▶ _TO DO_
Wherever the word "below" appears in the entries, copy the whole line.

▶ _GIVEN DATA_
[Start of section]

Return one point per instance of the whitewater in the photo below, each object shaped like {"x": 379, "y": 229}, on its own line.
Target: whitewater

[End of section]
[Start of section]

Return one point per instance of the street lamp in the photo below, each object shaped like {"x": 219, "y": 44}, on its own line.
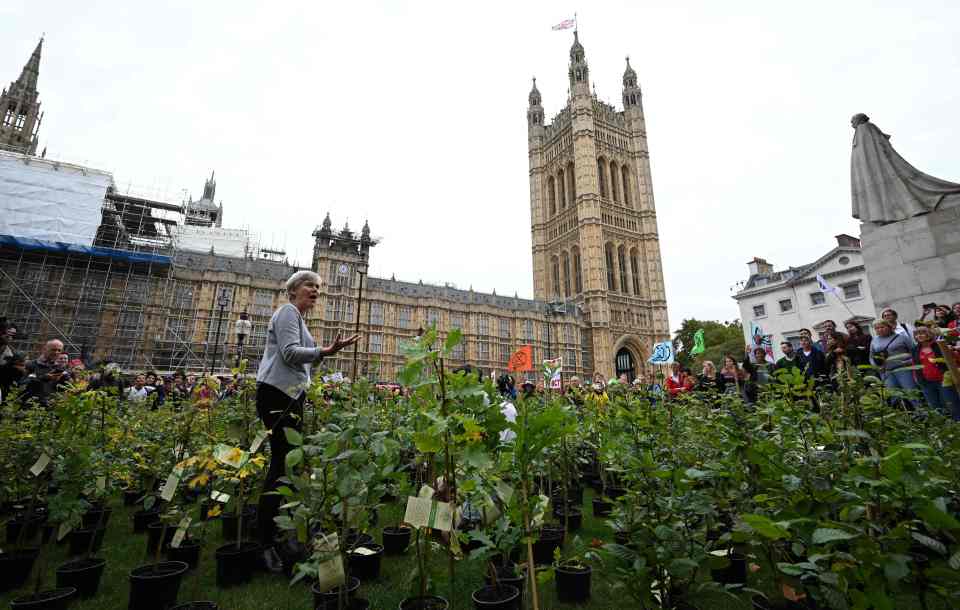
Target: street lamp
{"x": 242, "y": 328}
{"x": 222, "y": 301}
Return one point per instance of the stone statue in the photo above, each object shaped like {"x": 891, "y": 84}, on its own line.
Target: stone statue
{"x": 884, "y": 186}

[End of section]

▶ _REPLY TO THE EXERCISE_
Return one point per instance of the whitewater in the photo below, each object shaped like {"x": 379, "y": 229}, on its own line.
Return one point per instance of the street lamp in the photo below, each object shaped like {"x": 219, "y": 44}, on its own line.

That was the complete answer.